**Given passage**
◇ ◇ ◇
Genetics

Body size is determined by both genetic and environmental factors. Genetic background may explain 40% or more of the variance in body mass in humans. The genetics of obesity are complex and likely involve the interaction between multiple genes. Through a number of studies, over 250 genes, markers, and chromosomal regions have been identified and associated with human obesity. The clinical importance of these associations is still under investigation. In rare cases, monogenic causes of obesity have been identified in humans. These mutations include the genes for leptin, leptin receptor, prohormone convertase, proopiomelanocortin, melanocortin-4 receptor, and SIM1. While these rare mutations have not provided a solution to the obesity epidemic, they have been critical to enabling our understanding the etiology of the disorder.

It is highly unlikely that the increase in prevalence of obesity in the past 20 years can be attributed to genetic changes. It is much more likely that this is the result of environmental influences. The most likely cause of the obesity epidemic is a combination of the increase in energy intake coupled with a decline in physical activity. In recent years, there has been a greater availability of highly palatable and convenient food. In addition, more meals are eaten outside the home and serving sizes are generally larger. At the same time, a large portion of the population has decreased daily physical activity due to sedentary work and social activities as well as a proliferation of mass and individual motorized transportation. When placed in a modern lifestyle, individuals with susceptible genetic backgrounds are particularly predisposed to increased adiposity. Perhaps the best studied example is the Pima Indians. Those Pima Indians, who live in the Sierra Madre mountains of northern Mexico, eat a traditional diet with 15% of their intake as fat. They also labor at physically demanding occupations such as farming or working in a sawmill. On the other hand, the Pima Indians living in Arizona, US, are much more sedentary and eat a high-fat diet, consisting of 50% of their calories as fat that is provided by government surplus commodities. The latter environment has led to a dramatic increase in obesity and diabetes within this Indian population. Similar examples have been described in the aboriginal population of northern Australia and in natives of Papua New Guinea. Urbanization of these populations has also led to a dramatic increase in obesity, type 2 diabetes, and hypertriglyceridemia.
◇ ◇ ◇
**Work item**
Copy the genetics passage from "Body size is" up to and including "of the disorder.", substituting "variants" for every instance of "mutations".

**Records shown**
◇ ◇ ◇
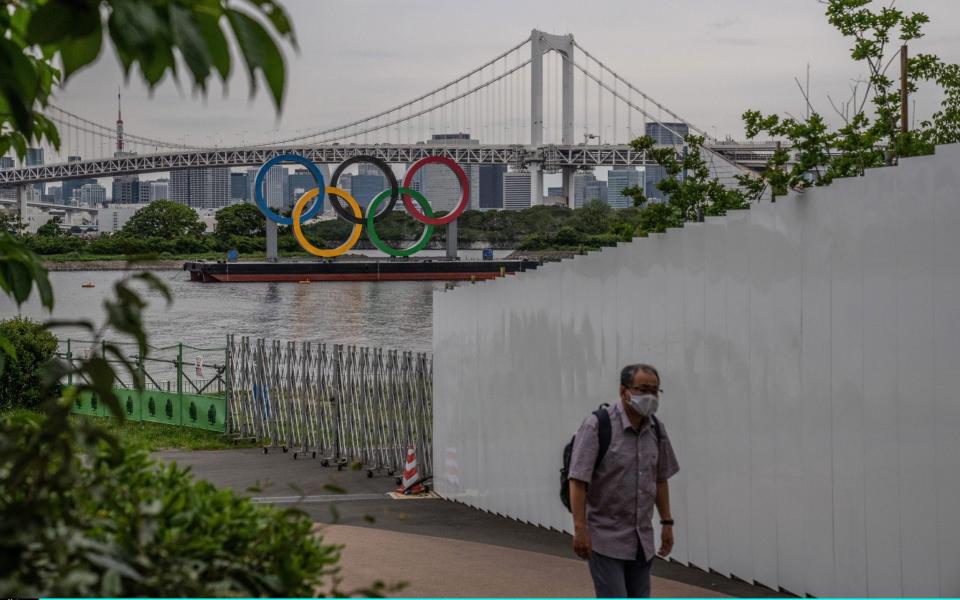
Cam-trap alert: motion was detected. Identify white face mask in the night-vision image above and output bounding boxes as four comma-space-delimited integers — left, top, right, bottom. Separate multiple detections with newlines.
627, 394, 660, 417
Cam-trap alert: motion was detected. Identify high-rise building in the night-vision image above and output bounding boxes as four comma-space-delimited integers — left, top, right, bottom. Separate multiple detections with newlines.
97, 206, 146, 233
169, 167, 231, 209
150, 179, 170, 202
60, 155, 97, 204
573, 173, 607, 208
350, 169, 386, 212
503, 171, 530, 210
78, 183, 107, 206
230, 173, 250, 202
110, 175, 140, 204
607, 167, 644, 208
573, 173, 597, 208
247, 165, 289, 209
287, 168, 317, 209
471, 165, 507, 210
644, 123, 690, 202
337, 173, 352, 195
26, 148, 46, 198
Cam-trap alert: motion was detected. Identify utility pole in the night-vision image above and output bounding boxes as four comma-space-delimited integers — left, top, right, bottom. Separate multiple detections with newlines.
900, 44, 909, 133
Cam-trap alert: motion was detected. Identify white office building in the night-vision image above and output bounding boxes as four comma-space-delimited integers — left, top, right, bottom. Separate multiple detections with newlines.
79, 183, 107, 206
97, 206, 143, 233
607, 167, 644, 208
150, 179, 170, 202
503, 171, 530, 210
248, 165, 289, 208
168, 167, 230, 210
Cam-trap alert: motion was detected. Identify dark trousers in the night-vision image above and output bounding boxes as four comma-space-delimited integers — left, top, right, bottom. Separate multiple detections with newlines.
589, 550, 653, 598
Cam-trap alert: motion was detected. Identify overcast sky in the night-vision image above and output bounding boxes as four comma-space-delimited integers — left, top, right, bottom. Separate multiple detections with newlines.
50, 0, 960, 155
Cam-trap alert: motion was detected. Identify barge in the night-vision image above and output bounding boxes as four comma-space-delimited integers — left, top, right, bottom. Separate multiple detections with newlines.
183, 259, 540, 283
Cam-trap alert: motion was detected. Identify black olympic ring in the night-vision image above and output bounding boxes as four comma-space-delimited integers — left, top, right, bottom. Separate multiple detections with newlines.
327, 154, 400, 225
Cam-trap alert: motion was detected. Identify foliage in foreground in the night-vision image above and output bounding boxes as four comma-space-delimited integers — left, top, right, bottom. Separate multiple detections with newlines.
0, 406, 339, 596
0, 316, 57, 410
743, 0, 960, 196
0, 0, 378, 596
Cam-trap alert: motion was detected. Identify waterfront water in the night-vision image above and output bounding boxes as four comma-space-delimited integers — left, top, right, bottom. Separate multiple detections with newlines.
0, 271, 444, 351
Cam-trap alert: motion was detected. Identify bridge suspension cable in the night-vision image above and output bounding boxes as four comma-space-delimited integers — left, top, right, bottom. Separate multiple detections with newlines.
237, 38, 530, 148
564, 41, 713, 139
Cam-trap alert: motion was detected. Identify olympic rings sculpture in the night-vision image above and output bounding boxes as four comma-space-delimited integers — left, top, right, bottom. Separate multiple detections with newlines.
254, 154, 470, 258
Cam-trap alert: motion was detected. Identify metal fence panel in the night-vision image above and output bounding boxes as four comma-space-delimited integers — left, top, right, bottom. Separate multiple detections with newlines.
225, 335, 433, 477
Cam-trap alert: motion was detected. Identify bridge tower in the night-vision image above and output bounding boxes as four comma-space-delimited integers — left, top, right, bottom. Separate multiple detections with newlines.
529, 29, 576, 208
117, 88, 123, 156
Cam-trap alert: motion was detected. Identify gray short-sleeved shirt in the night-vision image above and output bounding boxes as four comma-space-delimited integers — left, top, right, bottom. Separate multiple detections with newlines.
570, 399, 680, 560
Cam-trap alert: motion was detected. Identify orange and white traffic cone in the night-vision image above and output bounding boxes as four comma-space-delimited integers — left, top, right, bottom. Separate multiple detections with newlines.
397, 444, 424, 494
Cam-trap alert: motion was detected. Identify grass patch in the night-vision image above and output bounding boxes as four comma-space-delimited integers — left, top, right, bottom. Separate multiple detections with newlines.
79, 415, 256, 452
0, 408, 257, 452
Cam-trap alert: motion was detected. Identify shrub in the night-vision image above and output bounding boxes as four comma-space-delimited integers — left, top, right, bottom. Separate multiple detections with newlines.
0, 317, 57, 409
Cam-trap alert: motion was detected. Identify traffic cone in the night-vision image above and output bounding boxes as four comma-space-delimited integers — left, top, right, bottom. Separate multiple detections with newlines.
397, 444, 424, 494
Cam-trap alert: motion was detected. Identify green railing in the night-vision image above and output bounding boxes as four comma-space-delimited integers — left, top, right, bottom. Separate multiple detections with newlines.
58, 339, 228, 433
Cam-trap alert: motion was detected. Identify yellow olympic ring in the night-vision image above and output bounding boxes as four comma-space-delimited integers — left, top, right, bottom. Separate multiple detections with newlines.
291, 187, 364, 258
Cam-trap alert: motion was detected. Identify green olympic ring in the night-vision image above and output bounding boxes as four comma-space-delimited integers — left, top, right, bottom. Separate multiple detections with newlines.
366, 187, 433, 256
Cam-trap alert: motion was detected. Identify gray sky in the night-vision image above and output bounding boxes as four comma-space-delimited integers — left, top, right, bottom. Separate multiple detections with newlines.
48, 0, 960, 155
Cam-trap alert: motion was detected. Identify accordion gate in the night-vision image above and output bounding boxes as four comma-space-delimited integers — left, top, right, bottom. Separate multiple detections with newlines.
227, 335, 433, 477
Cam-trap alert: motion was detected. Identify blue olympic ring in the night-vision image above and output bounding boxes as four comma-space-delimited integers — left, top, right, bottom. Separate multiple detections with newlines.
253, 154, 327, 225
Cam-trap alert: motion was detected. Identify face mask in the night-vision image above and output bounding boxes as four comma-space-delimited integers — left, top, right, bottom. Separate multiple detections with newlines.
627, 394, 660, 417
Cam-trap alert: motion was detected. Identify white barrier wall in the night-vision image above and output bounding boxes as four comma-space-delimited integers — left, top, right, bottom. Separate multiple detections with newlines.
433, 145, 960, 596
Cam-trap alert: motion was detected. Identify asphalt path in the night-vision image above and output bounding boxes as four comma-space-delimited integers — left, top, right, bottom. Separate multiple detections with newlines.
155, 448, 789, 597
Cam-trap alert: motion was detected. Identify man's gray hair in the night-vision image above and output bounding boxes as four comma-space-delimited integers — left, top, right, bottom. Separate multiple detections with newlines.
620, 363, 660, 387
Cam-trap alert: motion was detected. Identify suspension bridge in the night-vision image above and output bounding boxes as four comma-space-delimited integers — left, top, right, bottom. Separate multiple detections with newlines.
0, 30, 769, 218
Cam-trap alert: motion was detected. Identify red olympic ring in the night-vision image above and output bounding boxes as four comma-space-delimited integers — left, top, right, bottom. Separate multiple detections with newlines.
402, 156, 470, 225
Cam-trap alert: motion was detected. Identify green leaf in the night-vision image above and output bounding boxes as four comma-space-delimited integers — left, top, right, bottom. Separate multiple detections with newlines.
0, 335, 17, 359
5, 260, 33, 304
226, 9, 286, 110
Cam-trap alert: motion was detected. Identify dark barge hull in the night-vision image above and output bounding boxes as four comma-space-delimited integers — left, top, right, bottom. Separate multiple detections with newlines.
183, 259, 540, 283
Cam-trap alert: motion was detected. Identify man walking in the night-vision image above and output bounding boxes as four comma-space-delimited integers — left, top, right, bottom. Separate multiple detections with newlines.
569, 364, 680, 598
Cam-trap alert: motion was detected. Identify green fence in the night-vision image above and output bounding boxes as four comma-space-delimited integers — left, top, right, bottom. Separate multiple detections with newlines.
59, 339, 227, 433
73, 388, 227, 433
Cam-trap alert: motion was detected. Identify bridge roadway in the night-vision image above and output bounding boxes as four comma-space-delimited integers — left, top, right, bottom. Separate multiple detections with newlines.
0, 144, 720, 186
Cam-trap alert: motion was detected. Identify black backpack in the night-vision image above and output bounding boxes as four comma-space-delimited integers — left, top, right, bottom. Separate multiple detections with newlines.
560, 404, 660, 511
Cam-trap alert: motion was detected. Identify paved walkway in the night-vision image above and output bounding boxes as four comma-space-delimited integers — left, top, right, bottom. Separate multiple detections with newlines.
320, 525, 723, 598
157, 449, 782, 597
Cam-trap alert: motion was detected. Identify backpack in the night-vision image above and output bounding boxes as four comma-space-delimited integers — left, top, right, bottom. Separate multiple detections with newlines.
560, 404, 660, 512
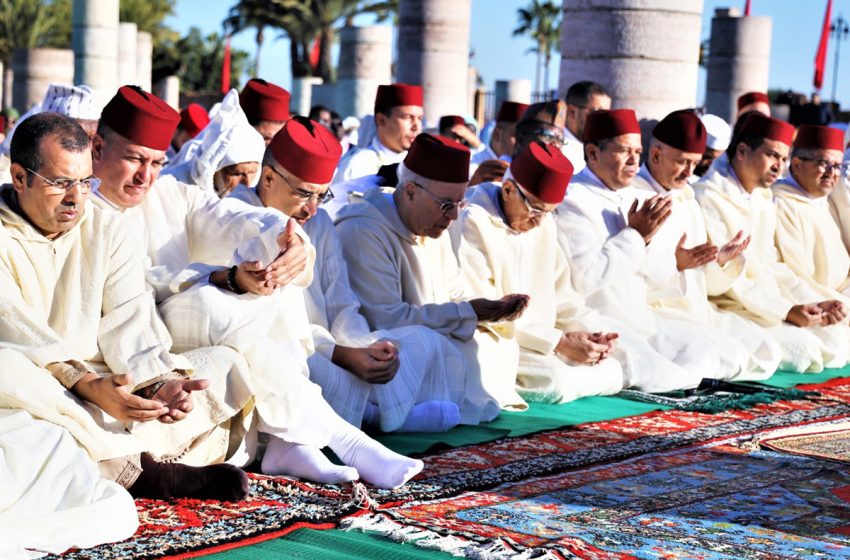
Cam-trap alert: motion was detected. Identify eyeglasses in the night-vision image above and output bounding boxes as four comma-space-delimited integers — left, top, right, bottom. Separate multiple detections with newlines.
797, 156, 850, 175
513, 181, 551, 218
411, 181, 467, 214
269, 165, 334, 206
26, 167, 100, 194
◇ ◇ ◇
**Result of the task**
Body size is determined by both genetic and environmental factors. Genetic background may explain 40% or more of the variance in body mass in humans. The genetics of obesity are complex and likely involve the interaction between multiple genes. Through a number of studies, over 250 genes, markers, and chromosomal regions have been identified and associated with human obesity. The clinical importance of these associations is still under investigation. In rare cases, monogenic causes of obesity have been identified in humans. These variants include the genes for leptin, leptin receptor, prohormone convertase, proopiomelanocortin, melanocortin-4 receptor, and SIM1. While these rare variants have not provided a solution to the obesity epidemic, they have been critical to enabling our understanding the etiology of the disorder.